- _Task to complete_
Extend the article below about the glioblastoma peptide study, picking up right after its last sentence.

- _Exercise passage_
------------------------

Welcome to Study of the Week from Patient Worthy. In this segment, we select a study we posted about from the previous week that we think is of particular interest or importance and go more in-depth. In this story we will talk about the details of the study and explain why it’s important, who will be impacted, and more.
If you read our short form research stories and find yourself wanting to learn more, you’ve come to the right place.
This week’s study is…
A Pt(IV)-conjugated brain penetrant macrocyclic peptide shows pre-clinical efficacy in glioblastoma
We previously published about this research in a story titled “Researchers Discover a Method to Cross the Blood-Brain Barrier and Treat Lethal Tumors” which can be found here. The study was originally published in the scientific publication Journal of Controlled Release. You can read the abstract of the study here.
Brain tumors such as glioblastoma are among the most lethal of cancers, and most patients don’t survive more than 15 months or so following their diagnosis. This is because many standard cancer treatments are not effective for these cancers. A primary reason for this is the blood-brain barrier, which protects the brain from toxic substances, like chemotherapy agents and most other cancer drugs. In this study, a team of scientists sought to find a way to bypass the blood-brain barrier in order to treat brain tumors like glioblastoma safely and effectively.
The focus of this research was on a specific peptide that is able to cross membranes and tissues like the blood-brain barrier, which is effectively a dense matrix of blood vessels and tissue. Peptides are a chain of linked amino acids. The scientists tinkered with the peptide by incorporating fluorine molecules and adding a staple between the amino acids. Previous research conducted by the team had found that this method could improve the ability of the peptide to bypass the blood-brain barrier.
Then the researchers were able to attach a cancer therapy to the modified peptide and set up a trial using a mouse model of brain cancer. They had a control group of mice treated with the drug and the regular, unmodified peptide and then a second group that received the drug attached to the enhanced peptide. The drug and enhanced peptide combination was dubbed M13.
Mice that received M13 saw cell death in the cells of their brain tumors while the normal brain cells were unaffected. This led to a 50 percent increase in survival rate among these mice. The team concluded that they had pioneered an effective method to deliver cancer drugs to the brain by bypassing the blood-brain barrier.

------------------------

- _Dataset excerpts_

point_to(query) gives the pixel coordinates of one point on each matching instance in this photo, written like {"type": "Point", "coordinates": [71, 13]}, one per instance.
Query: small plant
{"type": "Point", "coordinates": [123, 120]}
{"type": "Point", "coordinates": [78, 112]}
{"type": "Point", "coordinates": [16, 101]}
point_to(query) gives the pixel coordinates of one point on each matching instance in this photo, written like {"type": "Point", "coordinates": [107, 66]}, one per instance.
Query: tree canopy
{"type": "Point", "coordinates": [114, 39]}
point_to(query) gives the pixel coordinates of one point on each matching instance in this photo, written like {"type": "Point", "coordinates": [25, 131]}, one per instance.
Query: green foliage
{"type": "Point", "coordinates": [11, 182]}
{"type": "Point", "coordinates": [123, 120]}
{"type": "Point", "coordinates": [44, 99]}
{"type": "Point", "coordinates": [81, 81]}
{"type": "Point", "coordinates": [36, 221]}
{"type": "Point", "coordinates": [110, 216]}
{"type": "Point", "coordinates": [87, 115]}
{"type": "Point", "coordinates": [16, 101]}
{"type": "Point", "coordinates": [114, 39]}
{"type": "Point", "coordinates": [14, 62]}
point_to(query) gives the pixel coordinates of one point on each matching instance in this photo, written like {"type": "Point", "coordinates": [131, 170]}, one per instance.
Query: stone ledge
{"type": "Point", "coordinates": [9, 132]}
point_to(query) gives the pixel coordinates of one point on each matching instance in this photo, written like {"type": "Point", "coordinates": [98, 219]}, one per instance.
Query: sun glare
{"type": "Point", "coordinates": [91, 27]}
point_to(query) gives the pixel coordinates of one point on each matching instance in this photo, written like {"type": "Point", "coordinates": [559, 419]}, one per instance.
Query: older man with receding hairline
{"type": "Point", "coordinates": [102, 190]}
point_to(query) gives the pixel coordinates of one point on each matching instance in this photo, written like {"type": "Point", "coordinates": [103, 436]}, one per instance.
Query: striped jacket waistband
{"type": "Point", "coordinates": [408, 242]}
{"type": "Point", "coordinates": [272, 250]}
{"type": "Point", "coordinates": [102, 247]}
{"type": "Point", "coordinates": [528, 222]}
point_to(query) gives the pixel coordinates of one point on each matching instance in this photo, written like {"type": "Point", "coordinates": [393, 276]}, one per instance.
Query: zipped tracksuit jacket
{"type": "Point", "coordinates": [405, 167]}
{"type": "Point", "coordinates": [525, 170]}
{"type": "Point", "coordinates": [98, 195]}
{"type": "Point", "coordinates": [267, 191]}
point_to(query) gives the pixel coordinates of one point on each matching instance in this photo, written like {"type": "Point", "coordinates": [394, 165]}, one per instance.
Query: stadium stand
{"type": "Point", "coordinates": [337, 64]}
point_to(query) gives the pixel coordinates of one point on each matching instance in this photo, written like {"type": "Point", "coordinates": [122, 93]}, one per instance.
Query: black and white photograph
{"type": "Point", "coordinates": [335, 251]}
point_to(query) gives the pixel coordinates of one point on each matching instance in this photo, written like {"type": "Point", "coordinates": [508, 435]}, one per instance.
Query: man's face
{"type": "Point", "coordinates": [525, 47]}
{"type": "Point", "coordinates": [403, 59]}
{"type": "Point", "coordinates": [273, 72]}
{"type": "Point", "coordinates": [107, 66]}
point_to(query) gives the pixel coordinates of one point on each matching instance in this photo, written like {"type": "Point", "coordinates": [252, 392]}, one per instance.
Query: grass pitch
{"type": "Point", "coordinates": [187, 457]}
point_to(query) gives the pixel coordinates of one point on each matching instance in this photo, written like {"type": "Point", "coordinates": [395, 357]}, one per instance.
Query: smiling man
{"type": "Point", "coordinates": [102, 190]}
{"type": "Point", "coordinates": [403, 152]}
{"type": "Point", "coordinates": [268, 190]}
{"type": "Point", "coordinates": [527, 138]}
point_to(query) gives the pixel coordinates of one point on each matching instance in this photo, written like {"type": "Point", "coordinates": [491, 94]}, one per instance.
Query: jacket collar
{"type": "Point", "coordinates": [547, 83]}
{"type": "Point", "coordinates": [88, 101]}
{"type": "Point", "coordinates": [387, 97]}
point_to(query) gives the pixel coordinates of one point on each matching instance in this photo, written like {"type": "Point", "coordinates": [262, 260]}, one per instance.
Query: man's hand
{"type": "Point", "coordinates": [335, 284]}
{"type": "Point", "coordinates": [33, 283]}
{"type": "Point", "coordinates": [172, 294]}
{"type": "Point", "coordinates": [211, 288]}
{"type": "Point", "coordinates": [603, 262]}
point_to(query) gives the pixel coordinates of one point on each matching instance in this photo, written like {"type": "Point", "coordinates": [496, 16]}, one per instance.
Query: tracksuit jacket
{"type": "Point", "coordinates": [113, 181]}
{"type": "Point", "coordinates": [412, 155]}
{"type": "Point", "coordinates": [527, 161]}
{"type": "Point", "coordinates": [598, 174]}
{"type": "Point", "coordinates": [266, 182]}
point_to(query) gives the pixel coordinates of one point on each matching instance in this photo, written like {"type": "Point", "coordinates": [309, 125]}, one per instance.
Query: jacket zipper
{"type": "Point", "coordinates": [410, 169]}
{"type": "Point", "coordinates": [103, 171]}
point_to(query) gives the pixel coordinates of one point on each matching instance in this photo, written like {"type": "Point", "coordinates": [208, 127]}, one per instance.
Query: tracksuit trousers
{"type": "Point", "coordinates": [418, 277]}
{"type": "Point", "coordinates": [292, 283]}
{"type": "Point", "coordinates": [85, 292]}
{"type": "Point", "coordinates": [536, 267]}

------------------------

- _Response for this exercise_
Glioblastoma is a rare brain cancer. It is also the most aggressive cancer to originate in the brain. It is characterized by its rapid progression and poor response to most treatments. In most cases, the cause of glioblastoma is not known. A small number of cases evolve from another type of tumor called an astrocytoma. Risk factors for glioblastoma include genetic disorders such as Turcot syndrome and neurofibromatosis, exposure to pesticides, smoking, and a career in petroleum refining or rubber manufacture. Symptoms of glioblastoma include personality changes, headaches, memory loss, seizures, vomiting, and nausea; patients may lose consciousness in late stages. Treatment approaches include anticonvulsants, steroids, chemotherapy, radiation, and surgery. While a small number of patients can survive for several years, treatment is often ineffective, with the tumor relapsing quickly. Five year survival rate is only three percent. To learn more about glioblastoma, click here.
Why Does it Matter?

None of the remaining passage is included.